• **Material for this task**:
[Begin]

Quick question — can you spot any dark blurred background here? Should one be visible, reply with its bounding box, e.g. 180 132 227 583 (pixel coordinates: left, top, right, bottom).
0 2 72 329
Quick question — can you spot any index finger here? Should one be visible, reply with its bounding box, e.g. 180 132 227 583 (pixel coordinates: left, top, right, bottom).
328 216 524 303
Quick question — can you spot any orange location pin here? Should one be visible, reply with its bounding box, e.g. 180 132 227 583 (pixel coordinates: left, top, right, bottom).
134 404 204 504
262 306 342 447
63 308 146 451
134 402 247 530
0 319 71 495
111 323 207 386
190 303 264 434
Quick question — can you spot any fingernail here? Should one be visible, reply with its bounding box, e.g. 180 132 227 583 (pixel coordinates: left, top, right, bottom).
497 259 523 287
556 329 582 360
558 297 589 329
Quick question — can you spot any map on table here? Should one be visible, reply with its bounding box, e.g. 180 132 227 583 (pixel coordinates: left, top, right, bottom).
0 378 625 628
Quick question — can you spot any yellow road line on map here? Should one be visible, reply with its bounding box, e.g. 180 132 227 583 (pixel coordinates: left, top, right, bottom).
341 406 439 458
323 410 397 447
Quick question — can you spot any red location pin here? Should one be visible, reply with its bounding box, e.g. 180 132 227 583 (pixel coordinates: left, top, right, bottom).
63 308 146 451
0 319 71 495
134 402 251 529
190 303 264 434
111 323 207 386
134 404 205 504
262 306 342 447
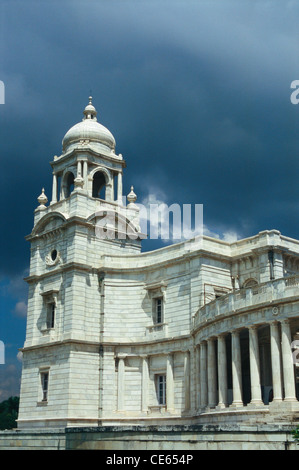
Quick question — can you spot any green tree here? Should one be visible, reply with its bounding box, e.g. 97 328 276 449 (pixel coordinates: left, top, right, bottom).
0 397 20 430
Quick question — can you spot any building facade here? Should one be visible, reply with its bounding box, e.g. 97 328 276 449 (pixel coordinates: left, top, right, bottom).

[End]

• **To do**: Rewrite all of the records above, changing every "bounding box" to "enclosing rectangle" and leaving everything else as it is. Leave the pictures out.

• **Result below**:
Quick question — can you spot any dark blurred background here? Should one be visible, reply with its enclosing rectangle, e.g. 180 132 227 583 (pixel coordinates: left, top, right, bottom).
0 2 72 329
Quick question — can you spot any index finger here? Should one be visible, reply with its enclosing rectangle, e.g. 180 132 227 583 (pixel coordinates: left, top, right, bottom).
328 216 524 303
Quick question — can you spot any orange location pin here? Should one be visible, reply with its enclosing rectangle, e.g. 180 132 227 583 (pixel coordinates: left, top, right, bottom).
134 404 204 504
262 306 342 447
63 308 146 451
134 402 247 530
0 319 71 495
111 323 207 386
190 303 264 434
Quick question — can you spot any fingernail here? Should one be visible, reply with its enclosing rectangle, e.g. 180 132 227 583 (pixel coordinates: left, top, right, bottom).
497 259 523 287
556 329 582 360
558 297 589 329
Quick question — can you spot any map on table here? Should one be visible, reply with its enclosing rectangle, e.g. 180 132 227 583 (pixel coordinates: left, top, right, bottom).
0 378 625 628
Quick question — can you spot any yellow road line on map here? Should one be visible, reply with its enclosing rectangle, e.g. 180 132 227 583 (pixel coordinates: left, top, right, bottom).
341 406 439 458
323 410 397 447
Quick question — can you spot any red location pin here? Should one be visible, reply with its enclosing rectangle, e.g. 180 132 227 583 (pixel coordinates: left, top, right, bottom).
63 308 146 451
0 319 71 495
134 402 251 529
190 303 264 434
111 323 207 386
134 404 205 504
262 306 342 447
Quick question — can you spot any green tree here? Should one be visible, reply with its enclosing rectangle, e.g. 97 328 276 449 (pixel coordinates: left, top, right, bottom).
0 397 20 430
Quick question — can you spot any building facade here? Should one be visible, reply with its enclosing rectangle, e.g. 97 328 276 449 (pixel coordinates: left, top, right, bottom).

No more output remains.